Required work: Convert all the entries below into a Markdown table with the columns Row and Entry line, numbering each nonblank line and omitting blank lines. Leave the pictures out of the table.
►
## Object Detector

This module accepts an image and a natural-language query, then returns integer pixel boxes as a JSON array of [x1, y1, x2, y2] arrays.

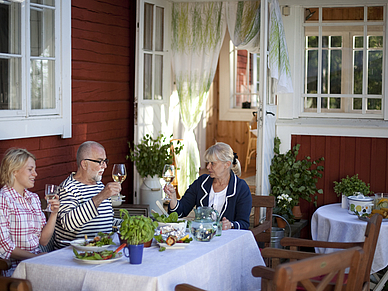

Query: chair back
[[251, 195, 275, 247], [274, 247, 363, 291], [0, 277, 32, 291]]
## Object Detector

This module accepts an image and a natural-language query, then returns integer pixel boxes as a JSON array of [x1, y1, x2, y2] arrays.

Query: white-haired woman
[[164, 142, 252, 230], [0, 148, 59, 276]]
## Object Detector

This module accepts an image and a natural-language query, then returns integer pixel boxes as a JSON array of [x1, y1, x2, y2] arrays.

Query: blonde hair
[[0, 148, 36, 187], [204, 142, 241, 176]]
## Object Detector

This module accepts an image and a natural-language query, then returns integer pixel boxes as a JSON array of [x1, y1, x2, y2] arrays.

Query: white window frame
[[299, 4, 387, 119], [0, 0, 71, 140]]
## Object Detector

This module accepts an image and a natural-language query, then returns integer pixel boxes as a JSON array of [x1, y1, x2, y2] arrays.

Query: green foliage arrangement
[[333, 174, 372, 196], [127, 134, 183, 177], [120, 209, 158, 245], [268, 137, 325, 207]]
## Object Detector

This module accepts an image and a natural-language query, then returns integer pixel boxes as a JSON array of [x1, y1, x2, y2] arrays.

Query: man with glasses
[[55, 141, 121, 248]]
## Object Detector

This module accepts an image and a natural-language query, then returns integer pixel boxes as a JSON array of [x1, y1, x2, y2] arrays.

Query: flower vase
[[292, 205, 302, 221], [276, 217, 287, 228]]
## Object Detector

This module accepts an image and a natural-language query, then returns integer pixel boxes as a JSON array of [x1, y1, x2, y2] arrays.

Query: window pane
[[354, 36, 364, 48], [353, 51, 364, 94], [353, 98, 362, 110], [0, 1, 21, 54], [368, 6, 384, 20], [155, 7, 164, 51], [368, 98, 382, 110], [30, 8, 55, 57], [306, 50, 318, 93], [154, 56, 163, 100], [143, 54, 152, 100], [30, 60, 56, 109], [330, 50, 342, 94], [368, 51, 383, 95], [322, 6, 364, 21], [0, 58, 22, 110], [31, 0, 54, 6], [143, 3, 154, 50]]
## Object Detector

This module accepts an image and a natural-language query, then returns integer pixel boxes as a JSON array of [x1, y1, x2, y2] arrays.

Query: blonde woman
[[164, 142, 252, 230], [0, 148, 59, 276]]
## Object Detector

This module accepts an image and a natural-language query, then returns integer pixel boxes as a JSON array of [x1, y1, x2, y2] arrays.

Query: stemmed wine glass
[[162, 164, 175, 201], [112, 164, 127, 201], [43, 184, 59, 212]]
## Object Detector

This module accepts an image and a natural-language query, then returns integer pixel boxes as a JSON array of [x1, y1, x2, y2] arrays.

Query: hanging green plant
[[127, 134, 183, 177], [268, 137, 325, 206]]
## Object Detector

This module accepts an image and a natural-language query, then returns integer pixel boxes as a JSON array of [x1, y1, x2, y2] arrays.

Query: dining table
[[311, 203, 388, 274], [12, 229, 265, 291]]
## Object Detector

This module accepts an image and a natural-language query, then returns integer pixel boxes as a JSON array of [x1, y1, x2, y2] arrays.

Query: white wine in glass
[[43, 184, 59, 212], [112, 164, 127, 184], [162, 164, 175, 201]]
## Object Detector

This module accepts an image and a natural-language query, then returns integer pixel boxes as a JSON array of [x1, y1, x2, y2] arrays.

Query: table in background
[[13, 229, 264, 291], [311, 203, 388, 273]]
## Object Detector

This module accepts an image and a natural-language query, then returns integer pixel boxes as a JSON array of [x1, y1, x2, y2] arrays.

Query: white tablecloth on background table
[[311, 203, 388, 273], [13, 229, 265, 291]]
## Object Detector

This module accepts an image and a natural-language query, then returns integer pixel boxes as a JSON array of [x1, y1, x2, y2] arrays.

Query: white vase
[[341, 195, 348, 209], [140, 176, 163, 214]]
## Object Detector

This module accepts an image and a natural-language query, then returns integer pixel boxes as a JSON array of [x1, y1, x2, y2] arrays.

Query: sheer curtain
[[172, 2, 226, 193]]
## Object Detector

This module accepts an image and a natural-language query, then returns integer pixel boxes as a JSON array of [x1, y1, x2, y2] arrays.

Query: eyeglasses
[[84, 159, 109, 166]]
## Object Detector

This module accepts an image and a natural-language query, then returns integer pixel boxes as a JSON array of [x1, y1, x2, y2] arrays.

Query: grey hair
[[77, 141, 105, 168], [0, 148, 36, 187], [204, 142, 241, 176]]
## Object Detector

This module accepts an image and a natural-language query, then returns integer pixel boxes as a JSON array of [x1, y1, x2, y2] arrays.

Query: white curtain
[[172, 2, 226, 194], [268, 0, 294, 93]]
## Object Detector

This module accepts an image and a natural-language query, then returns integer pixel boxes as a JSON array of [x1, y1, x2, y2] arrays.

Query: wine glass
[[112, 164, 127, 201], [43, 184, 59, 212], [162, 164, 175, 201]]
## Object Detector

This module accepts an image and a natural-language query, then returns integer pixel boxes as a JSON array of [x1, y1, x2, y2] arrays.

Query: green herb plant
[[333, 174, 372, 196], [126, 134, 183, 177], [268, 137, 325, 207], [120, 209, 158, 245]]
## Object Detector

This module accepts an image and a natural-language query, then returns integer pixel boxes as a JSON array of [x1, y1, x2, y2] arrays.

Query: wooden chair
[[0, 277, 32, 291], [251, 195, 276, 247], [252, 247, 364, 291], [175, 284, 205, 291], [261, 215, 382, 291]]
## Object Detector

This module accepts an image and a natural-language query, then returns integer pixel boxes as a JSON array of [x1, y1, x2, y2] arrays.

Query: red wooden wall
[[0, 0, 136, 203], [291, 135, 388, 238]]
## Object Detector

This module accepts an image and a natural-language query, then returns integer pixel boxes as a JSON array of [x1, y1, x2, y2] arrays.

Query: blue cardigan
[[168, 171, 252, 229]]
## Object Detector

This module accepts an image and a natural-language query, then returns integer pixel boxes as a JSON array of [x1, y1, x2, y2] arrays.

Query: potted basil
[[120, 209, 158, 264]]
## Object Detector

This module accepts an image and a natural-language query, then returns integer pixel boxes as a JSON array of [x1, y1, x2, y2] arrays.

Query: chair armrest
[[251, 266, 275, 280], [0, 259, 11, 270], [280, 237, 364, 249], [261, 248, 319, 260]]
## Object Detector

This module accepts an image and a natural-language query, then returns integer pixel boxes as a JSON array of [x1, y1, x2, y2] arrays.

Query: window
[[229, 41, 260, 108], [0, 0, 71, 139], [302, 6, 385, 118]]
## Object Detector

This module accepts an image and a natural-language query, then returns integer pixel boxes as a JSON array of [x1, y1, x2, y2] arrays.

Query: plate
[[70, 239, 111, 252], [358, 216, 388, 222], [158, 243, 190, 250], [74, 253, 123, 265]]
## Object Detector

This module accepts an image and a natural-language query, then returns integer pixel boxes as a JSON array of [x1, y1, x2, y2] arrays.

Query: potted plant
[[268, 137, 324, 218], [127, 134, 183, 213], [120, 209, 158, 264], [273, 194, 294, 228], [333, 174, 371, 208]]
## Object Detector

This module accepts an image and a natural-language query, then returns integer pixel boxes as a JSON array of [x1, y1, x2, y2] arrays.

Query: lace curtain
[[172, 2, 226, 193]]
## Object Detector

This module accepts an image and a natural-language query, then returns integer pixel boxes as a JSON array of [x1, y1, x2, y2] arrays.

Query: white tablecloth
[[311, 203, 388, 273], [13, 229, 265, 291]]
◄
Completed exercise:
| Row | Entry line |
|---|---|
| 1 | ## Object Detector |
| 2 | This module accepts an image and a natural-language query, then returns integer pixel boxes as a JSON array of [x1, y1, x2, y2] arrays. |
| 3 | Query: chair back |
| 4 | [[251, 195, 275, 247], [274, 247, 363, 291], [0, 277, 32, 291]] |
| 5 | ## Object Detector |
| 6 | This module accepts an image and a natural-language query, then returns integer pixel boxes as a JSON array of [x1, y1, x2, y2] arrays. |
| 7 | Query: white-haired woman |
| 8 | [[164, 142, 252, 230], [0, 148, 59, 276]] |
| 9 | ## Object Detector |
| 10 | This module accepts an image and a natural-language query, then returns integer pixel boxes as a JSON array of [x1, y1, x2, y2] arrays. |
| 11 | Query: blonde hair |
| 12 | [[0, 148, 36, 187], [204, 142, 241, 176]] |
| 13 | ## Object Detector |
| 14 | This module accepts an image and a natural-language query, then returns integer pixel boxes as a JSON array of [x1, y1, x2, y2] arrays. |
| 15 | Query: white window frame |
| 16 | [[299, 4, 387, 119], [0, 0, 71, 140]] |
| 17 | ## Object Detector |
| 18 | This module accepts an image and a natural-language query, then returns integer pixel boxes as a JSON array of [x1, y1, x2, y2] arrays. |
| 19 | Query: green foliage arrangement |
| 20 | [[333, 174, 372, 196], [127, 134, 183, 177], [120, 209, 158, 245], [268, 137, 325, 207]] |
| 21 | ## Object Detector |
| 22 | This module accepts an image and a natural-language query, then returns integer pixel boxes as a JSON array of [x1, y1, x2, y2] arrays. |
| 23 | Query: man with glasses |
| 24 | [[55, 141, 121, 248]] |
| 25 | ## Object Detector |
| 26 | This module accepts an image and a natural-language query, then returns integer pixel boxes as a JSON array of [x1, y1, x2, y2] arrays. |
| 27 | Query: flower vase |
| 28 | [[292, 205, 302, 221], [276, 217, 287, 228]] |
| 29 | ## Object Detector |
| 30 | This module accepts an image and a natural-language query, then returns integer pixel boxes as a JSON array of [x1, y1, x2, y2] arrays. |
| 31 | Query: window pane |
| 32 | [[354, 36, 364, 48], [353, 51, 364, 94], [353, 98, 362, 110], [0, 1, 21, 54], [368, 6, 384, 20], [155, 7, 164, 51], [368, 98, 382, 110], [30, 8, 55, 57], [306, 50, 318, 93], [154, 56, 163, 100], [143, 54, 152, 100], [30, 60, 56, 109], [330, 50, 342, 94], [368, 51, 383, 95], [322, 6, 364, 21], [0, 58, 22, 110], [31, 0, 54, 6], [143, 3, 154, 50]] |
| 33 | ## Object Detector |
| 34 | This module accepts an image and a natural-language query, then returns integer pixel boxes as a JSON array of [x1, y1, x2, y2] arrays. |
| 35 | Query: blonde woman |
| 36 | [[164, 142, 252, 230], [0, 148, 59, 276]] |
| 37 | ## Object Detector |
| 38 | This module accepts an image and a natural-language query, then returns integer pixel boxes as a JSON array of [x1, y1, x2, y2] arrays. |
| 39 | Query: stemmed wine glass |
| 40 | [[162, 164, 175, 201], [112, 164, 127, 201], [43, 184, 59, 212]] |
| 41 | ## Object Detector |
| 42 | This module accepts an image and a natural-language query, then returns integer pixel boxes as a JSON array of [x1, y1, x2, y2] arrays. |
| 43 | Query: hanging green plant |
| 44 | [[127, 134, 183, 177], [268, 137, 325, 206]] |
| 45 | ## Object Detector |
| 46 | This module accepts an image and a natural-language query, then returns integer pixel boxes as a JSON array of [x1, y1, x2, y2] arrays. |
| 47 | Query: dining table |
| 48 | [[311, 203, 388, 274], [12, 229, 265, 291]] |
| 49 | ## Object Detector |
| 50 | This module accepts an image and a natural-language query, then returns integer pixel boxes as a JSON array of [x1, y1, x2, y2] arrays. |
| 51 | Query: white wine in glass |
| 52 | [[43, 184, 59, 212], [112, 164, 127, 184], [162, 164, 175, 201]] |
| 53 | ## Object Detector |
| 54 | This module accepts an image and a natural-language query, then returns integer pixel boxes as a JSON array of [x1, y1, x2, y2] arrays. |
| 55 | Query: table in background |
| 56 | [[13, 229, 264, 291], [311, 203, 388, 273]] |
| 57 | ## Object Detector |
| 58 | This module accepts an image and a natural-language query, then returns integer pixel boxes as a JSON array of [x1, y1, x2, y2] arrays. |
| 59 | Query: white tablecloth on background table |
| 60 | [[311, 203, 388, 273], [13, 229, 265, 291]] |
| 61 | ## Object Detector |
| 62 | This module accepts an image and a natural-language query, then returns integer pixel boxes as a JSON array of [x1, y1, x2, y2] arrays. |
| 63 | Query: white vase |
| 64 | [[341, 195, 348, 209], [140, 176, 163, 214]] |
| 65 | ## Object Detector |
| 66 | This module accepts an image and a natural-language query, then returns integer pixel boxes as a JSON array of [x1, y1, x2, y2] arrays. |
| 67 | Query: sheer curtain |
| 68 | [[172, 2, 226, 193]] |
| 69 | ## Object Detector |
| 70 | This module accepts an image and a natural-language query, then returns integer pixel boxes as a JSON array of [x1, y1, x2, y2] arrays. |
| 71 | Query: eyeglasses |
| 72 | [[84, 159, 109, 166]] |
| 73 | ## Object Detector |
| 74 | This module accepts an image and a natural-language query, then returns integer pixel boxes as a JSON array of [x1, y1, x2, y2] arrays. |
| 75 | Query: grey hair |
| 76 | [[77, 141, 105, 168], [0, 148, 36, 187], [204, 142, 241, 176]] |
| 77 | ## Object Detector |
| 78 | This module accepts an image and a natural-language query, then returns integer pixel boxes as a JSON array of [x1, y1, x2, y2] arrays. |
| 79 | Query: white curtain |
| 80 | [[172, 2, 226, 194], [268, 0, 294, 93]] |
| 81 | ## Object Detector |
| 82 | This module accepts an image and a natural-language query, then returns integer pixel boxes as a JSON array of [x1, y1, x2, y2] arrays. |
| 83 | Query: wine glass |
| 84 | [[112, 164, 127, 201], [43, 184, 59, 212], [162, 164, 175, 201]] |
| 85 | ## Object Detector |
| 86 | This module accepts an image and a natural-language query, then returns integer pixel boxes as a JSON array of [x1, y1, x2, y2] arrays. |
| 87 | Query: green herb plant |
| 88 | [[333, 174, 372, 196], [126, 134, 183, 177], [268, 137, 325, 207], [120, 209, 158, 245]] |
| 89 | ## Object Detector |
| 90 | This module accepts an image and a natural-language query, then returns integer pixel boxes as a JSON array of [x1, y1, x2, y2] arrays. |
| 91 | Query: wooden chair |
| 92 | [[0, 277, 32, 291], [251, 195, 276, 247], [252, 247, 364, 291], [175, 284, 205, 291], [261, 215, 382, 291]] |
| 93 | ## Object Detector |
| 94 | This module accepts an image and a natural-language query, then returns integer pixel boxes as a JSON array of [x1, y1, x2, y2] arrays. |
| 95 | Query: red wooden wall |
| 96 | [[0, 0, 136, 203], [291, 135, 388, 238]] |
| 97 | ## Object Detector |
| 98 | This module accepts an image and a natural-language query, then returns integer pixel boxes as a JSON array of [x1, y1, x2, y2] arrays. |
| 99 | Query: blue cardigan |
| 100 | [[168, 171, 252, 229]] |
| 101 | ## Object Detector |
| 102 | This module accepts an image and a natural-language query, then returns integer pixel boxes as a JSON array of [x1, y1, x2, y2] arrays. |
| 103 | Query: potted basil |
| 104 | [[120, 209, 158, 264]] |
| 105 | ## Object Detector |
| 106 | This module accepts an image and a natural-language query, then returns integer pixel boxes as a JSON array of [x1, y1, x2, y2] arrays. |
| 107 | Query: chair armrest |
| 108 | [[251, 266, 275, 280], [0, 259, 11, 270], [280, 237, 364, 249], [261, 248, 319, 260]] |
| 109 | ## Object Detector |
| 110 | This module accepts an image and a natural-language query, then returns integer pixel boxes as a JSON array of [x1, y1, x2, y2] arrays. |
| 111 | Query: window |
| 112 | [[229, 41, 260, 108], [0, 0, 71, 139], [302, 6, 385, 118]] |
| 113 | ## Object Detector |
| 114 | This module accepts an image and a natural-language query, then returns integer pixel boxes as a JSON array of [x1, y1, x2, y2] arrays. |
| 115 | Query: plate |
| 116 | [[70, 239, 111, 252], [358, 216, 388, 222], [158, 243, 190, 250], [74, 253, 123, 265]] |
| 117 | ## Object Detector |
| 118 | This module accepts an image and a natural-language query, then returns integer pixel boxes as a JSON array of [x1, y1, x2, y2] arrays. |
| 119 | Query: potted plant |
| 120 | [[268, 137, 324, 218], [127, 134, 183, 213], [120, 209, 158, 264], [273, 194, 294, 228], [333, 174, 371, 208]] |
| 121 | ## Object Detector |
| 122 | This module accepts an image and a natural-language query, then returns integer pixel boxes as a JSON array of [x1, y1, x2, y2] arrays. |
| 123 | Query: lace curtain |
| 124 | [[172, 2, 226, 193]] |
| 125 | ## Object Detector |
| 126 | This module accepts an image and a natural-language query, then returns integer pixel boxes as a JSON array of [x1, y1, x2, y2] arrays. |
| 127 | Query: white tablecloth |
| 128 | [[311, 203, 388, 273], [13, 229, 265, 291]] |